- **Objective**
From the text below about Campbell, copy word for word the part that begins at "He titled the" and ends after "most hedonistic rock’n’roller.".

- **Source**
_ _ _ _

He titled the book Rhinestone Cowboy after one of his biggest hits, in which he sang: “There’s been a load of compromisin’ on the road to my horizon.” Although he had not written the lyric, it was, as a metaphor, as autobiographical as anything in his memoir. A God-fearing, scripture-quoting evangelical who said grace before meals, Campbell made his name singing middle-of-the-road country-pop ballads, but his penchant for drugs, drink and wild women rivalled the feral appetites of the most hedonistic rock’n’roller.
A man of many parts, he carved out a career as a brilliant session guitarist in which he backed Frank Sinatra and Elvis Presley, the Beach Boys and the Monkees before he ever became a star. Looking like a true all-American cowboy — “as blonde as the sun and solid as a bale of hay” as one critic said of his beefcake physique — he also appeared in several films, most notably True Grit with John Wayne.

_ _ _ _

- **Dataset excerpts**

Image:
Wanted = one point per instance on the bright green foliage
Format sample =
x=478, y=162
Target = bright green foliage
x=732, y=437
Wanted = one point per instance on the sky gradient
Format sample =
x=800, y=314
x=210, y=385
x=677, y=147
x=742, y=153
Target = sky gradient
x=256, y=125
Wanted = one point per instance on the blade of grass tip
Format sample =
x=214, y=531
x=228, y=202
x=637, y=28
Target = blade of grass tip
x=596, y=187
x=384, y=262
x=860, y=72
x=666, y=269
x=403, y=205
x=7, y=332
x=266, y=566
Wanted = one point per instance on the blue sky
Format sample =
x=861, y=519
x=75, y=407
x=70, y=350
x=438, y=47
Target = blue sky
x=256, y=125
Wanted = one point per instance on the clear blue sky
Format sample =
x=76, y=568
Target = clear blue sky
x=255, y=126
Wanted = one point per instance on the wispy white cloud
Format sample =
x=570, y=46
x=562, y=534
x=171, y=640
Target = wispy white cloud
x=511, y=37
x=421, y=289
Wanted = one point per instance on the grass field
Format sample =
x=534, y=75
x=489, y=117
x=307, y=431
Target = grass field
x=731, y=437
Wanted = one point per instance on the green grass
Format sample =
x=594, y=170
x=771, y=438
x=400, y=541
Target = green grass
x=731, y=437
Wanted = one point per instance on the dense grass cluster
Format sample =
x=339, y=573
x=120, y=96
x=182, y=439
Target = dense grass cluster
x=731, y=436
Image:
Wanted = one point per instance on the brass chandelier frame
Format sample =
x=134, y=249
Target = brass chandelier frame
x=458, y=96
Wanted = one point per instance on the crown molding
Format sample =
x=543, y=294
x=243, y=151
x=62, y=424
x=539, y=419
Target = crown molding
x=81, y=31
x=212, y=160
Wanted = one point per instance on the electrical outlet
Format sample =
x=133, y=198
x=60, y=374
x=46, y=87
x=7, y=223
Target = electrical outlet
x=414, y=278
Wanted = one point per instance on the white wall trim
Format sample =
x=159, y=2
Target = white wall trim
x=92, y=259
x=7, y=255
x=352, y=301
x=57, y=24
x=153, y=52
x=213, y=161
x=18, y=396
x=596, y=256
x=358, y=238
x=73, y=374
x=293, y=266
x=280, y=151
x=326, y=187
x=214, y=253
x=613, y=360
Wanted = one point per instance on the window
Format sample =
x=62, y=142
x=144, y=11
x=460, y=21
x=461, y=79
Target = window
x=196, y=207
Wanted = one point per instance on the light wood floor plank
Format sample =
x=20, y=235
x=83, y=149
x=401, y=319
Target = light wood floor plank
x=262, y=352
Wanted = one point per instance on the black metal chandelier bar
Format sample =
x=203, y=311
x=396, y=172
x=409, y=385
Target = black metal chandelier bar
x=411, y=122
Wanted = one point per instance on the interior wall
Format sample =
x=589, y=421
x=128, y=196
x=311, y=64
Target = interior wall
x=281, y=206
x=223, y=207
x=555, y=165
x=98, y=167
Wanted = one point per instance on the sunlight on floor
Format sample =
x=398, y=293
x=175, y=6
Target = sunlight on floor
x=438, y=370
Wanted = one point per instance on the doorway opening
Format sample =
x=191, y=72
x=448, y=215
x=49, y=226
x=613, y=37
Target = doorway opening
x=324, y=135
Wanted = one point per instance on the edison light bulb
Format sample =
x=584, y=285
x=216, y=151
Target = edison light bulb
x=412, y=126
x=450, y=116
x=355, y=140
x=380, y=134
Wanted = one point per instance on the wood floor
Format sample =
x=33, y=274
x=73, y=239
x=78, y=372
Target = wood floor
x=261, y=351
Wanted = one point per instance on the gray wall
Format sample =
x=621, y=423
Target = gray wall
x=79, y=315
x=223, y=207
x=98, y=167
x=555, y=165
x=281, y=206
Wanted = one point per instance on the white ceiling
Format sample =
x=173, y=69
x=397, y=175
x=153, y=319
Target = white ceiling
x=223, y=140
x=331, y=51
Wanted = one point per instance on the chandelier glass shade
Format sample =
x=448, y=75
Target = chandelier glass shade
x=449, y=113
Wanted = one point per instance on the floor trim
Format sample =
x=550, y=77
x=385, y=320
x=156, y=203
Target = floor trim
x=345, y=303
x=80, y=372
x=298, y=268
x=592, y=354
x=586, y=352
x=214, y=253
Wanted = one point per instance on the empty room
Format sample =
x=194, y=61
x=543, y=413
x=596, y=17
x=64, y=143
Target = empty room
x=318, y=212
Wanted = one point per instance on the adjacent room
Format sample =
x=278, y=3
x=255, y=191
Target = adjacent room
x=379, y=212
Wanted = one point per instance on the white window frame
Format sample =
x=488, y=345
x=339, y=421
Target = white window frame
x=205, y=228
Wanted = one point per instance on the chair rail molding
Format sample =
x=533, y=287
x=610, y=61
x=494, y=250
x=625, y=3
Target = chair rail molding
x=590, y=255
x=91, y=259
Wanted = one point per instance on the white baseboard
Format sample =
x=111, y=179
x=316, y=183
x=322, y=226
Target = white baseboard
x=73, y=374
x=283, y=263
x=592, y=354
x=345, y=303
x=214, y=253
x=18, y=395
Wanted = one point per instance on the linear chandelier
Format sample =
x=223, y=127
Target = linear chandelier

_ _ _ _

- **Result of this exercise**
He titled the book Rhinestone Cowboy after one of his biggest hits, in which he sang: “There’s been a load of compromisin’ on the road to my horizon.” Although he had not written the lyric, it was, as a metaphor, as autobiographical as anything in his memoir. A God-fearing, scripture-quoting evangelical who said grace before meals, Campbell made his name singing middle-of-the-road country-pop ballads, but his penchant for drugs, drink and wild women rivalled the feral appetites of the most hedonistic rock’n’roller.